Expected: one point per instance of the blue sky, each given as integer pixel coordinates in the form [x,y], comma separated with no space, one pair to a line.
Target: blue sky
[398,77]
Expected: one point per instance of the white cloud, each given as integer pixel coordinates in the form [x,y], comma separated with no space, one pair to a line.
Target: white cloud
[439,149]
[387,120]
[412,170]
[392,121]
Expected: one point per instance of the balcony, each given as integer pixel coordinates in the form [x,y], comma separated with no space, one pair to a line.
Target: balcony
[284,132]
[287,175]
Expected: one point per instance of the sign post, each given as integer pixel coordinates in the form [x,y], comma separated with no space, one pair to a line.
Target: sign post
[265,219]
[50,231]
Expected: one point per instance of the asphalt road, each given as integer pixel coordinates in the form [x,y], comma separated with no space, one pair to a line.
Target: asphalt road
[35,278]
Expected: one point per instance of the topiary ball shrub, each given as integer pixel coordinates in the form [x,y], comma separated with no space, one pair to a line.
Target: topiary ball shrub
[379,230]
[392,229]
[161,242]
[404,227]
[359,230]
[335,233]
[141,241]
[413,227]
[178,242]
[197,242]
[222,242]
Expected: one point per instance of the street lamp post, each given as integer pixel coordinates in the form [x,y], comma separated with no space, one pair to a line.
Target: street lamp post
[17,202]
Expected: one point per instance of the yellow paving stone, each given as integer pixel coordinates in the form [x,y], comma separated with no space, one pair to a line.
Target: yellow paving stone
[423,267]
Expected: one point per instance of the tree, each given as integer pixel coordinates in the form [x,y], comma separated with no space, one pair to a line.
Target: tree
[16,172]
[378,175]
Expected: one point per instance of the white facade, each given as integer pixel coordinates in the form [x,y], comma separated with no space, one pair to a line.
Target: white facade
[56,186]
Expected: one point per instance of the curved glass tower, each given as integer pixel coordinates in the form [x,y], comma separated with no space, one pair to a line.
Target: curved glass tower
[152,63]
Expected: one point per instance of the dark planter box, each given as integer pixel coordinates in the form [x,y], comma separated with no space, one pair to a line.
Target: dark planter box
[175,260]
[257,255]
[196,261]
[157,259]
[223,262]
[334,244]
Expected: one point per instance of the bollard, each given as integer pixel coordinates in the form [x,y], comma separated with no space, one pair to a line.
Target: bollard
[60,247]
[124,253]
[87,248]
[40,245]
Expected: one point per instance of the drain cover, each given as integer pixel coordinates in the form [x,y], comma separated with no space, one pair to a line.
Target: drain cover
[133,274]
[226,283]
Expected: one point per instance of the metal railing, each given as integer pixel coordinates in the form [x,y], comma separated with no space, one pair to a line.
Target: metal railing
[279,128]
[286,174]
========================
## [Task details]
Could you give every line of the records above as a numbered list, leaving out any blank lines?

## [Correct answer]
1. Expected: one point per instance of the blue sky, each given as integer pixel coordinates in the form [x,y], comma separated with no space, one pair to a line.
2. Target: blue sky
3. [398,77]
4. Expected: one point per instance of the white cloud, each given as integer pixel coordinates in the form [x,y], comma separated with no space, one pair to a line.
5. Target: white cloud
6. [439,149]
7. [387,120]
8. [412,170]
9. [392,121]
10. Expected: one point per instance of the balcony, each given as integer pixel coordinates in the form [x,y], comma separated with no space, one pair to a line.
11. Target: balcony
12. [284,132]
13. [287,175]
14. Expected: one point per instance of the sign post, each given as integer pixel coordinates in the form [x,y], comma separated with no space, one pair to a line.
15. Target: sign post
16. [265,219]
17. [50,231]
18. Expected: one point per instance of the asphalt road, each given as integer pixel coordinates in the form [x,y], comma separated with no space, one pair to a line.
19. Target: asphalt road
20. [35,278]
21. Expected: one point per instance of the topiary ball shrub, each given as integer pixel coordinates in the form [x,y], comma separated with no space, one pair to a line.
22. Target: topiary ball shrub
23. [379,230]
24. [392,229]
25. [161,242]
26. [404,227]
27. [359,230]
28. [335,233]
29. [141,241]
30. [413,227]
31. [178,242]
32. [197,242]
33. [222,242]
34. Expected: one point per instance of the street lamp post, each given as integer pixel coordinates in the form [x,y], comma separated with no space, one pair to a line.
35. Target: street lamp post
36. [17,202]
37. Expected: one point per instance of the yellow paving stone, each given as integer pixel coordinates in the form [x,y], comma separated with no space, one pair to a line.
38. Target: yellow paving stone
39. [423,267]
40. Expected: one point per instance of the tree, each given as integer pixel coordinates in the form [x,y], comma separated with no space, one pair to a line.
41. Target: tree
42. [16,172]
43. [378,175]
44. Expected: one point per instance of the white facade, each given as integer pixel coordinates in the form [x,y], comma separated with no space, one pair to a line.
45. Target: white facade
46. [56,186]
47. Expected: one point per instance of the curved glass tower, each given as integer pixel coordinates in the form [x,y], comma separated with no space, one pair to a line.
48. Target: curved glass tower
49. [152,63]
50. Expected: one point per instance of the dark planter box, each given as integer pixel coordinates in the form [x,y], comma separated with no space, one pair to a line.
51. Target: dark planter box
52. [175,260]
53. [257,255]
54. [196,261]
55. [157,259]
56. [223,262]
57. [334,244]
58. Expected: one point per instance of the bollard, each given as integer pixel coordinates in the form [x,y], comma separated with no space, one pair to a line.
59. Target: bollard
60. [60,247]
61. [124,253]
62. [87,248]
63. [40,245]
64. Expected: one point per instance of the drain cover, each given as integer pixel coordinates in the form [x,y], comma separated with no space, one pair to a line.
65. Target: drain cover
66. [133,274]
67. [226,283]
68. Expected: one point per instance of the metal railing, each given as integer pixel coordinates in the form [x,y], comma separated with no space, one pair to a line.
69. Target: metal railing
70. [279,128]
71. [286,174]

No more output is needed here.